## Source passage:
“Look, I am about to die,” Esau said. “What good is the birthright to me?" – Genesis 25:32
The Torah portion for this week, Toldot, which means “offspring,” is from Genesis 25:19—28:9, and the Haftorah is from Malachi 1:1–2:7.
What was Esau thinking? Why would he trade his birthright for a bowl of soup?
Let’s back up to where the scene begins. Esau had just returned from an exhausting day. He was utterly famished. He saw his brother Jacob making some red lentil soup, and he wanted some badly.
Esau: “Quick, let me have some of that red stew! I’m famished!” (Genesis 25:30).
Jacob: “First sell me your birthright” (Genesis 25:31)
Esau: “Look, I am about to die . . . What good is the birthright to me?”
And so the deal is done.
Now, was Jacob being unfair? Was he taking advantage of a dying man? The Jewish sages explain that when Esau said that he was about to die, he wasn’t really dying. He was explaining his philosophy on life. Underlying this statement was Esau’s outlook: “Life is short, so eat, drink, and be merry. What good will a promise of some future reward do for me now? Now, I am hungry. Now, I want soup. The birthright is of no use to me now.” That is why the Scripture says, “So Esau despised his birthright” (Genesis 25:34).

[Data excerpts]
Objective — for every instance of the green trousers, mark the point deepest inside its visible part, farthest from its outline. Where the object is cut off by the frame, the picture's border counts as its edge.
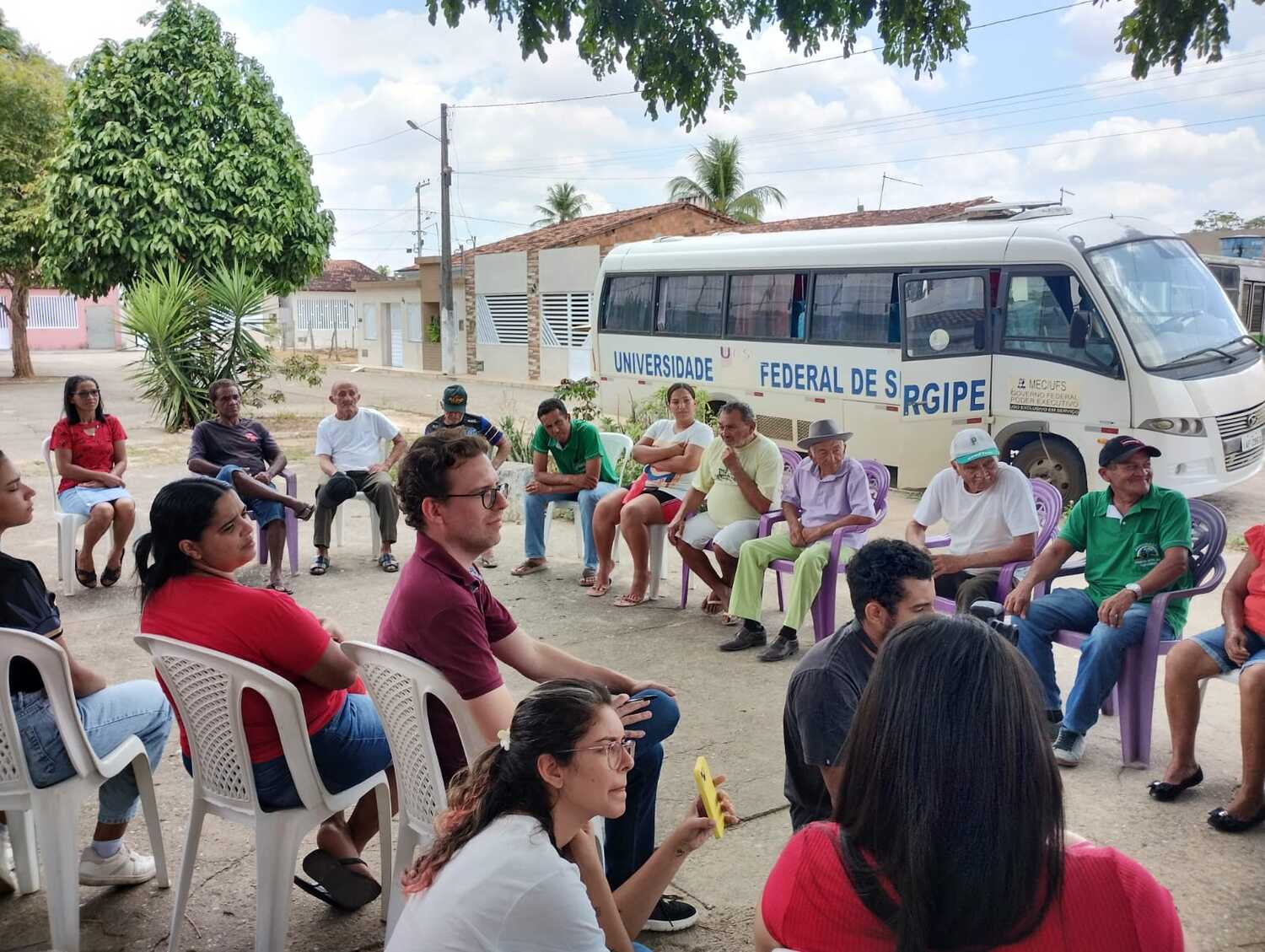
(754, 557)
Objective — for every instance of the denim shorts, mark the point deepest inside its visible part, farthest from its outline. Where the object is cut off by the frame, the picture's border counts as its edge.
(1214, 643)
(80, 499)
(262, 509)
(348, 750)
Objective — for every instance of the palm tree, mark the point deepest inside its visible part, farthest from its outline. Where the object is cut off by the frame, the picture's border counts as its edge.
(718, 184)
(562, 204)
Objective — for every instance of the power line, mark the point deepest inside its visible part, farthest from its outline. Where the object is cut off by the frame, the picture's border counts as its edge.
(916, 159)
(768, 70)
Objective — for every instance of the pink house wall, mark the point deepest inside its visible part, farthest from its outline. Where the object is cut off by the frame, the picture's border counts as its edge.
(67, 338)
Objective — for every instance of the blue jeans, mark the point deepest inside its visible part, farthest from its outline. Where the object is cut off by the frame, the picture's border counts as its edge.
(630, 838)
(1101, 653)
(534, 514)
(352, 747)
(262, 509)
(109, 717)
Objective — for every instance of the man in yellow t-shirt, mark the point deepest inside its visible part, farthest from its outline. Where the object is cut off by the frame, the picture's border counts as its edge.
(740, 479)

## Aim of the exercise:
Reproduce the section of the Esau's birthright passage between "Let’s back up" and "wanted some badly.", inclusive. These items were taken from a separate source.

## Reply to the task:
Let’s back up to where the scene begins. Esau had just returned from an exhausting day. He was utterly famished. He saw his brother Jacob making some red lentil soup, and he wanted some badly.